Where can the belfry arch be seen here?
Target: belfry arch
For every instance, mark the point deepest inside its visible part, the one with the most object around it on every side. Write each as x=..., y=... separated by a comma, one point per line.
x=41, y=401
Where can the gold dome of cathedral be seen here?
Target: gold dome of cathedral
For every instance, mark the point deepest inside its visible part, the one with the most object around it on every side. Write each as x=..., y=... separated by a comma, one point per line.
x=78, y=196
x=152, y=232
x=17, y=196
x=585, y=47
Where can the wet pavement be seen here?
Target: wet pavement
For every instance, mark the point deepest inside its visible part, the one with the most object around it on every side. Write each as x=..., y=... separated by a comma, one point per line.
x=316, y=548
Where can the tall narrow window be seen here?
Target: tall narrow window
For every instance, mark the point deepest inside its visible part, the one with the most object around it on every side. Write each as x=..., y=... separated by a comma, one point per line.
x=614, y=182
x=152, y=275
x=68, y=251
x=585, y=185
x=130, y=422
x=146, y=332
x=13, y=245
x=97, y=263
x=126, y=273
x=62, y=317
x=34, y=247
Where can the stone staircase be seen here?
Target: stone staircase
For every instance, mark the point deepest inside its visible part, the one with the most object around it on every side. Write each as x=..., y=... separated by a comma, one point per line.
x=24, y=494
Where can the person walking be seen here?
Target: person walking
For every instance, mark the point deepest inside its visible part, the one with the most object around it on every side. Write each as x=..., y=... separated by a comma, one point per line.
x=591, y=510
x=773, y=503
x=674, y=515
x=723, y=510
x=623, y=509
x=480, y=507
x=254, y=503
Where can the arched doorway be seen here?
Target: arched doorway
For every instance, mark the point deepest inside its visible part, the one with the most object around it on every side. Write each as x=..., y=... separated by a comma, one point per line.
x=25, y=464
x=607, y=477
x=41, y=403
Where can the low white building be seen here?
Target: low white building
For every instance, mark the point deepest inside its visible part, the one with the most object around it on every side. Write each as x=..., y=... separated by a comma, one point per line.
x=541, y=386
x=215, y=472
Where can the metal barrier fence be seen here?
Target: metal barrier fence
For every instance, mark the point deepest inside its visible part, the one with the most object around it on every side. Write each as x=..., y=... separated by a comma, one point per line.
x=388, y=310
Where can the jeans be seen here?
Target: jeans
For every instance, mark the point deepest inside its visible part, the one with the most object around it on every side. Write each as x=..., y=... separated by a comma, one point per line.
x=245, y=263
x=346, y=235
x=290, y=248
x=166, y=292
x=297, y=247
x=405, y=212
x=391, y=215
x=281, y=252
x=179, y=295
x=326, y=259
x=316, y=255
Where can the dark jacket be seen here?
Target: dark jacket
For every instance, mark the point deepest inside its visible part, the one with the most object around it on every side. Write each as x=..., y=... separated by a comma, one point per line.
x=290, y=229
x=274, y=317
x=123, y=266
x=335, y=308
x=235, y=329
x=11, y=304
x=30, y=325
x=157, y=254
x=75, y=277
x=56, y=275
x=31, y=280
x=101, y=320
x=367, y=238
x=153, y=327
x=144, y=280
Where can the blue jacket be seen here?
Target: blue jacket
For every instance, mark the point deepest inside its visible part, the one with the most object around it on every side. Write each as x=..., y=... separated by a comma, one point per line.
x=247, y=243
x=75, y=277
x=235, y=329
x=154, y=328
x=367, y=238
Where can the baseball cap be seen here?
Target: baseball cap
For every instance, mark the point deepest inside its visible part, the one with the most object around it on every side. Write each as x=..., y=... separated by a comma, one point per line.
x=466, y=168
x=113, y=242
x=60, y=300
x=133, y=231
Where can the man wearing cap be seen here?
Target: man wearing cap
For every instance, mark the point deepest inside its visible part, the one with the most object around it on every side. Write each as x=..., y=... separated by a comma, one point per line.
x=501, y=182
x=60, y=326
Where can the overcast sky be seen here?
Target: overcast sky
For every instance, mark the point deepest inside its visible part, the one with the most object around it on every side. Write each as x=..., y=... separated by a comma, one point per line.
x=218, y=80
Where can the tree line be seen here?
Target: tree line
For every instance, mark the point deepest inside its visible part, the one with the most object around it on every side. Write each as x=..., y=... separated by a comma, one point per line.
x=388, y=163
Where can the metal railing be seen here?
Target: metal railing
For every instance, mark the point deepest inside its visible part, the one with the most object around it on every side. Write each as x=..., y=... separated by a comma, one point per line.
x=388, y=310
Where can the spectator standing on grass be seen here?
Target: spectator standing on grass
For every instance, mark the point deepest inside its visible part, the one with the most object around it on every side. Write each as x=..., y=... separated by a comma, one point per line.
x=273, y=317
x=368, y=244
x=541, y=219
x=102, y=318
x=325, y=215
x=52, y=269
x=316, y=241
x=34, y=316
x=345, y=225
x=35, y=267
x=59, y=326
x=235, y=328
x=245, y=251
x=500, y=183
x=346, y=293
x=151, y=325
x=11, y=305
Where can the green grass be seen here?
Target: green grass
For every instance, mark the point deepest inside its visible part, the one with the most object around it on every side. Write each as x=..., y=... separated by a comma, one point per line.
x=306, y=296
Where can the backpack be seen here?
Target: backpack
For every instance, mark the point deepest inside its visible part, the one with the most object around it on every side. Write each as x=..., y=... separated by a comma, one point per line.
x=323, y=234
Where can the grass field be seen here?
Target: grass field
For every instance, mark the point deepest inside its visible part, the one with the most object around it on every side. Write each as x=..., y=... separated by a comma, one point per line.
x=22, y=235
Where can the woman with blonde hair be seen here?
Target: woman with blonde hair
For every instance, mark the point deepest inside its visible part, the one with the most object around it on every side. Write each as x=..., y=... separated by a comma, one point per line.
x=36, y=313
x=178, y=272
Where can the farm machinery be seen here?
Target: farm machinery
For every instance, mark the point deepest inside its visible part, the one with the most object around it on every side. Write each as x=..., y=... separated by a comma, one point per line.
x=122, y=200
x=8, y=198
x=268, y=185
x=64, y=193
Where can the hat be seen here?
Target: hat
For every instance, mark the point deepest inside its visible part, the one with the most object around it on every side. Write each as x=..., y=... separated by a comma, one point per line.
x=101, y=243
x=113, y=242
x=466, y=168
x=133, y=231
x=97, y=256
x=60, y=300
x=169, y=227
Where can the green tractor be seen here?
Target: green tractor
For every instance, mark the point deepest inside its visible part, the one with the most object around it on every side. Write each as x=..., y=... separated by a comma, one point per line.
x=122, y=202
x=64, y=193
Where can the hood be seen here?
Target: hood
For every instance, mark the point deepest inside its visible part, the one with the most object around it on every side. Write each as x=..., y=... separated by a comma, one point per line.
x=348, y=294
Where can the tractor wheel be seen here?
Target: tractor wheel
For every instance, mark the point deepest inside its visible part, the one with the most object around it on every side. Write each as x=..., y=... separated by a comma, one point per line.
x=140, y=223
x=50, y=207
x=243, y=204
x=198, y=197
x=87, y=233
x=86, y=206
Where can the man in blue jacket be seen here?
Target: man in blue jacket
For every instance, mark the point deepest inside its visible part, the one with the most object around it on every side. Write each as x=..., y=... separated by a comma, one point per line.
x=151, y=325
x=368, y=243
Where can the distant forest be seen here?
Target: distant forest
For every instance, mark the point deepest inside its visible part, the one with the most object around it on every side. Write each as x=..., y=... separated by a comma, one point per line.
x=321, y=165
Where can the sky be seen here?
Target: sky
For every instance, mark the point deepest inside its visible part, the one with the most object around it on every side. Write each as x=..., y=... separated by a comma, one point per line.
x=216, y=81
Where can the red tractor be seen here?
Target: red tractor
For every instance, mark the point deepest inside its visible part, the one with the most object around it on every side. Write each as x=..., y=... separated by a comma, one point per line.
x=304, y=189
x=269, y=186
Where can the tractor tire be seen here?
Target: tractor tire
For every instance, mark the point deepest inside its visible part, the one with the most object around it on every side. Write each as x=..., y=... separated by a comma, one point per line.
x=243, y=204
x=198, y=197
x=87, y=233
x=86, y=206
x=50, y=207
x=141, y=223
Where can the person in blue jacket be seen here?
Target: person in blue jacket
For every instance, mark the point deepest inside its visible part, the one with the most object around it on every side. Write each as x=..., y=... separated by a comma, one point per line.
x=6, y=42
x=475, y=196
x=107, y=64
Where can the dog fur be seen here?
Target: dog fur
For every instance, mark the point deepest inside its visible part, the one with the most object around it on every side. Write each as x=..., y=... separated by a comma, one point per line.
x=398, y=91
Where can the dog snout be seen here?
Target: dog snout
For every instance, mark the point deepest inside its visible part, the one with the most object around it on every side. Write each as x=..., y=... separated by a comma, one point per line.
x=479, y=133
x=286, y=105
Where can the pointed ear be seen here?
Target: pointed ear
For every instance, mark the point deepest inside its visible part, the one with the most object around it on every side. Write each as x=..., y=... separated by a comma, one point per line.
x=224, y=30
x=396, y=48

--------

# REQUIREMENT
Reproduce the stretch from the start of the entries above through the line containing "x=316, y=548", including both ends and keeping the requests. In the answers, multiply every x and y coordinate by 0.7 and round to whole numbers, with halves rounded up.

# TASK RESPONSE
Where can the belfry arch be seen here?
Target: belfry arch
For every instance, mark the point deepest inside its visible part, the one with the most object around it on every side. Write each as x=..., y=... separated by a comma, one point per line.
x=29, y=281
Where can the gold dome of cathedral be seen here?
Target: gold dome of cathedral
For every instance, mark the point deepest inside its visible part, the one with the most object around it on every side. Write each as x=..., y=... separated by a comma, one point per line.
x=55, y=137
x=106, y=162
x=12, y=137
x=410, y=33
Where can the wet pavement be seen here?
Target: wet pavement
For every instance, mark the point deepest inside its visible part, the one with the most object around it on every side. Write each as x=..., y=... separated by a comma, one point per line.
x=221, y=384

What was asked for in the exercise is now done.